## Text to read
Yes, thanks. BJSS is mostly a company in the U.K. So, they have very, very limited business outside the U.K., and they are strong on the commercial side. If you remember in the past, we always said we want to acquire in the U.K., and we were targeting companies that we would be more heavily on the commercial side. That was the idea with this one. For the U.K. to a certain point, it is a game changer because it's, first of all, increasing our U.K. headcount by, I would say, 30% to 35% more people in the U.K., and, like I’m saying, in the commercial area. The U.K. is nowhere near the difficulties we are seeing in Germany. In the U.K., it’s actually going well. We see some growth, and we continue to see future growth in the U.K. So, it was perfect timing. But also, like I'm always saying, it needs to align. So, we were able to convince BJSS to merge with us. I think that will be great for the U.K. organization.

Divya Goyal, Analyst

That's great. And are you planning to grow across Europe or right now you are okay like the way the segments are structured across Europe?

Francois Boulanger, President and CEO

No, we're, like I'm saying, our buy strategy is 50% of our growth strategy. So, for sure, we're still looking in countries like Germany. Germany is a country that we want to continue to grow, and these market pressures are actually creating some opportunities for potential acquisitions. We are there for the long term. We're seeing some good targets in Germany or in France or Scandinavian countries. We will look at them and see if it's making sense to trigger them.

Divya Goyal, Analyst

That's great. I'll just ask one more question here. So the U.S. federal segment grew pretty well this quarter, and you did mention that it was partly driven by the growth in the transformational projects. However, with obviously Dodge and the new administration, I know a lot is in flux, but what is your take on some of these new bookings and some of these new opportunities that you are seeing evolving across that specific business segment? And that's all for me. Thank you.

## Stated task
Reproduce the earnings call excerpt in full, word for word. The items that come next have no connection to the earnings call excerpt.

## Entries shown
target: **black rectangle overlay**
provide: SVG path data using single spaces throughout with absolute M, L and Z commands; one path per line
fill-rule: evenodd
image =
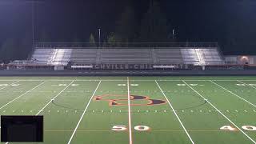
M 1 116 L 1 142 L 43 142 L 43 116 Z

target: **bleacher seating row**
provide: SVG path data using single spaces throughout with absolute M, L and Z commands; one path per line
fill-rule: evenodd
M 222 58 L 213 48 L 159 49 L 35 49 L 40 64 L 194 64 L 219 65 Z

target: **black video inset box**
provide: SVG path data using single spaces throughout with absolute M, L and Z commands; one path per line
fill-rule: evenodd
M 43 116 L 1 116 L 1 142 L 43 142 Z

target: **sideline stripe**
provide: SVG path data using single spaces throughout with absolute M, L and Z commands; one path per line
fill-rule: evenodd
M 42 111 L 51 102 L 52 102 L 52 100 L 54 100 L 54 98 L 56 98 L 60 94 L 62 94 L 69 86 L 70 86 L 73 82 L 74 82 L 74 80 L 73 80 L 68 86 L 66 86 L 61 92 L 59 92 L 54 98 L 52 98 L 45 106 L 43 106 L 39 111 L 38 111 L 38 113 L 37 114 L 35 114 L 35 115 L 38 115 L 40 113 L 41 113 L 41 111 Z M 42 83 L 44 83 L 46 81 L 44 81 Z M 42 83 L 41 83 L 41 84 L 42 84 Z M 40 84 L 40 85 L 41 85 Z M 38 86 L 40 86 L 40 85 L 38 85 Z M 36 88 L 36 87 L 34 87 L 34 88 Z M 6 144 L 8 144 L 8 142 L 6 143 Z
M 169 105 L 170 105 L 170 108 L 173 110 L 173 111 L 174 111 L 174 113 L 175 116 L 177 117 L 177 118 L 178 118 L 178 120 L 179 123 L 182 125 L 182 128 L 183 128 L 184 131 L 186 132 L 186 134 L 187 137 L 190 138 L 190 140 L 191 143 L 194 144 L 194 142 L 193 142 L 193 140 L 192 140 L 192 138 L 191 138 L 190 135 L 189 134 L 189 133 L 188 133 L 188 132 L 187 132 L 187 130 L 186 130 L 186 128 L 185 128 L 185 126 L 184 126 L 183 123 L 182 122 L 182 121 L 181 121 L 181 120 L 180 120 L 180 118 L 178 118 L 178 114 L 177 114 L 176 111 L 174 110 L 174 109 L 173 106 L 170 104 L 170 101 L 169 101 L 169 99 L 167 98 L 167 97 L 166 96 L 165 93 L 162 91 L 162 88 L 160 87 L 160 86 L 159 86 L 158 82 L 156 80 L 155 80 L 154 82 L 157 83 L 157 85 L 158 85 L 158 86 L 159 90 L 161 90 L 161 92 L 162 92 L 162 95 L 163 95 L 163 96 L 165 96 L 165 98 L 166 98 L 166 101 L 168 102 L 168 103 L 169 103 Z
M 71 135 L 71 137 L 70 137 L 70 140 L 69 140 L 69 142 L 68 142 L 68 144 L 70 144 L 70 143 L 71 142 L 71 141 L 72 141 L 72 139 L 73 139 L 73 137 L 74 137 L 75 132 L 77 131 L 77 130 L 78 130 L 78 126 L 79 126 L 79 125 L 80 125 L 80 122 L 81 122 L 83 116 L 85 115 L 85 114 L 86 114 L 86 110 L 87 110 L 87 108 L 88 108 L 88 106 L 89 106 L 91 100 L 93 99 L 93 98 L 94 98 L 94 94 L 95 94 L 95 93 L 96 93 L 96 91 L 97 91 L 99 85 L 101 84 L 101 82 L 102 82 L 102 81 L 99 81 L 99 82 L 98 82 L 98 86 L 97 86 L 97 87 L 96 87 L 94 94 L 91 95 L 90 99 L 89 102 L 87 103 L 86 107 L 85 110 L 83 110 L 83 113 L 82 113 L 82 116 L 81 116 L 81 118 L 80 118 L 80 119 L 79 119 L 77 126 L 75 126 L 75 128 L 74 128 L 74 132 L 73 132 L 73 134 L 72 134 L 72 135 Z
M 38 115 L 53 100 L 54 100 L 59 94 L 61 94 L 66 88 L 68 88 L 75 80 L 73 80 L 69 85 L 67 85 L 62 91 L 60 91 L 54 98 L 49 101 L 49 102 L 43 106 L 36 115 Z
M 251 106 L 253 106 L 256 107 L 256 106 L 255 106 L 254 104 L 253 104 L 253 103 L 251 103 L 250 102 L 249 102 L 248 100 L 246 100 L 246 99 L 245 99 L 245 98 L 243 98 L 240 97 L 239 95 L 238 95 L 238 94 L 236 94 L 233 93 L 232 91 L 230 91 L 230 90 L 229 90 L 226 89 L 225 87 L 223 87 L 223 86 L 222 86 L 218 85 L 218 83 L 215 83 L 215 82 L 214 82 L 213 81 L 210 81 L 210 82 L 211 82 L 212 83 L 215 84 L 216 86 L 219 86 L 219 87 L 222 88 L 223 90 L 225 90 L 228 91 L 229 93 L 230 93 L 230 94 L 232 94 L 235 95 L 236 97 L 239 98 L 240 99 L 242 99 L 242 100 L 243 100 L 243 101 L 245 101 L 245 102 L 248 102 L 248 103 L 249 103 L 249 104 L 250 104 Z
M 49 82 L 52 82 L 52 81 L 55 81 L 55 82 L 62 82 L 62 81 L 73 81 L 73 79 L 0 79 L 1 81 L 24 81 L 24 82 L 33 82 L 33 81 L 49 81 Z M 76 81 L 79 82 L 87 82 L 87 81 L 96 81 L 96 82 L 126 82 L 126 79 L 76 79 Z M 136 82 L 136 81 L 142 81 L 142 82 L 151 82 L 151 81 L 155 81 L 154 79 L 131 79 L 130 80 L 131 82 Z M 174 82 L 178 82 L 178 81 L 194 81 L 194 82 L 203 82 L 203 81 L 214 81 L 214 82 L 218 82 L 218 81 L 253 81 L 255 82 L 256 79 L 252 79 L 252 80 L 249 80 L 249 79 L 158 79 L 157 81 L 161 82 L 161 81 L 174 81 Z
M 2 87 L 0 90 L 5 89 L 5 88 L 6 88 L 6 87 L 8 87 L 8 86 L 11 86 L 11 85 L 13 85 L 13 84 L 15 84 L 15 83 L 17 83 L 17 82 L 20 82 L 20 81 L 16 81 L 16 82 L 11 83 L 11 84 L 8 84 L 7 86 L 4 86 L 4 87 Z
M 16 98 L 13 99 L 12 101 L 9 102 L 8 102 L 8 103 L 6 103 L 5 106 L 2 106 L 2 107 L 0 108 L 0 110 L 1 110 L 1 109 L 2 109 L 4 106 L 7 106 L 8 104 L 11 103 L 12 102 L 15 101 L 16 99 L 19 98 L 20 97 L 22 97 L 22 96 L 25 95 L 26 94 L 27 94 L 27 93 L 29 93 L 29 92 L 32 91 L 33 90 L 34 90 L 34 89 L 38 88 L 38 86 L 40 86 L 41 85 L 42 85 L 42 84 L 43 84 L 43 83 L 45 83 L 45 82 L 46 82 L 46 81 L 42 82 L 42 83 L 40 83 L 39 85 L 36 86 L 35 86 L 35 87 L 34 87 L 33 89 L 31 89 L 31 90 L 30 90 L 26 91 L 26 93 L 22 94 L 22 95 L 18 96 L 18 98 Z M 8 143 L 9 143 L 8 142 L 6 142 L 6 144 L 8 144 Z
M 192 88 L 190 85 L 188 85 L 185 81 L 182 81 L 187 86 L 189 86 L 191 90 L 193 90 L 196 94 L 198 94 L 200 97 L 204 98 L 207 102 L 213 106 L 219 114 L 221 114 L 226 119 L 227 119 L 232 125 L 234 125 L 237 129 L 238 129 L 245 136 L 246 136 L 251 142 L 256 144 L 256 142 L 252 139 L 249 135 L 247 135 L 244 131 L 242 131 L 236 124 L 234 124 L 230 118 L 228 118 L 225 114 L 223 114 L 217 107 L 215 107 L 209 100 L 206 99 L 202 95 L 201 95 L 197 90 Z
M 132 134 L 131 134 L 131 118 L 130 118 L 130 82 L 129 77 L 127 77 L 127 97 L 128 97 L 128 120 L 129 120 L 129 139 L 130 144 L 133 143 Z
M 245 83 L 245 82 L 241 82 L 241 81 L 239 81 L 239 80 L 237 80 L 237 81 L 239 82 L 241 82 L 241 83 L 243 83 L 243 84 L 245 84 L 245 85 L 246 85 L 246 86 L 250 86 L 250 87 L 252 87 L 252 88 L 254 88 L 254 89 L 256 89 L 256 87 L 254 87 L 254 86 L 250 86 L 250 85 L 248 85 L 247 83 Z
M 6 104 L 5 104 L 4 106 L 2 106 L 2 107 L 0 107 L 0 110 L 2 109 L 2 108 L 4 108 L 5 106 L 6 106 L 7 105 L 9 105 L 10 103 L 13 102 L 15 101 L 16 99 L 22 97 L 23 95 L 26 94 L 27 93 L 30 93 L 30 92 L 32 91 L 33 90 L 38 88 L 38 86 L 40 86 L 41 85 L 42 85 L 42 84 L 45 83 L 45 82 L 46 82 L 46 81 L 42 82 L 42 83 L 40 83 L 40 84 L 38 84 L 38 86 L 34 86 L 34 88 L 32 88 L 31 90 L 27 90 L 26 92 L 25 92 L 25 93 L 22 94 L 22 95 L 20 95 L 20 96 L 15 98 L 14 99 L 10 101 L 8 103 L 6 103 Z

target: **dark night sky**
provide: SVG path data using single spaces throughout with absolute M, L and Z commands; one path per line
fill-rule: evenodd
M 31 0 L 30 0 L 31 1 Z M 254 0 L 158 0 L 178 41 L 218 42 L 226 54 L 256 54 L 256 2 Z M 35 6 L 35 37 L 46 31 L 52 42 L 88 42 L 100 27 L 114 30 L 124 8 L 130 5 L 139 21 L 149 0 L 45 0 Z M 31 34 L 31 2 L 0 1 L 0 42 Z M 238 41 L 226 46 L 228 38 Z

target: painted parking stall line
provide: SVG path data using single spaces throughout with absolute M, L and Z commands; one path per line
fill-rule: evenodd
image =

## Task response
Yes, thanks. BJSS is mostly a company in the U.K. So, they have very, very limited business outside the U.K., and they are strong on the commercial side. If you remember in the past, we always said we want to acquire in the U.K., and we were targeting companies that we would be more heavily on the commercial side. That was the idea with this one. For the U.K. to a certain point, it is a game changer because it's, first of all, increasing our U.K. headcount by, I would say, 30% to 35% more people in the U.K., and, like I’m saying, in the commercial area. The U.K. is nowhere near the difficulties we are seeing in Germany. In the U.K., it’s actually going well. We see some growth, and we continue to see future growth in the U.K. So, it was perfect timing. But also, like I'm always saying, it needs to align. So, we were able to convince BJSS to merge with us. I think that will be great for the U.K. organization.

Divya Goyal, Analyst

That's great. And are you planning to grow across Europe or right now you are okay like the way the segments are structured across Europe?

Francois Boulanger, President and CEO

No, we're, like I'm saying, our buy strategy is 50% of our growth strategy. So, for sure, we're still looking in countries like Germany. Germany is a country that we want to continue to grow, and these market pressures are actually creating some opportunities for potential acquisitions. We are there for the long term. We're seeing some good targets in Germany or in France or Scandinavian countries. We will look at them and see if it's making sense to trigger them.

Divya Goyal, Analyst

That's great. I'll just ask one more question here. So the U.S. federal segment grew pretty well this quarter, and you did mention that it was partly driven by the growth in the transformational projects. However, with obviously Dodge and the new administration, I know a lot is in flux, but what is your take on some of these new bookings and some of these new opportunities that you are seeing evolving across that specific business segment? And that's all for me. Thank you.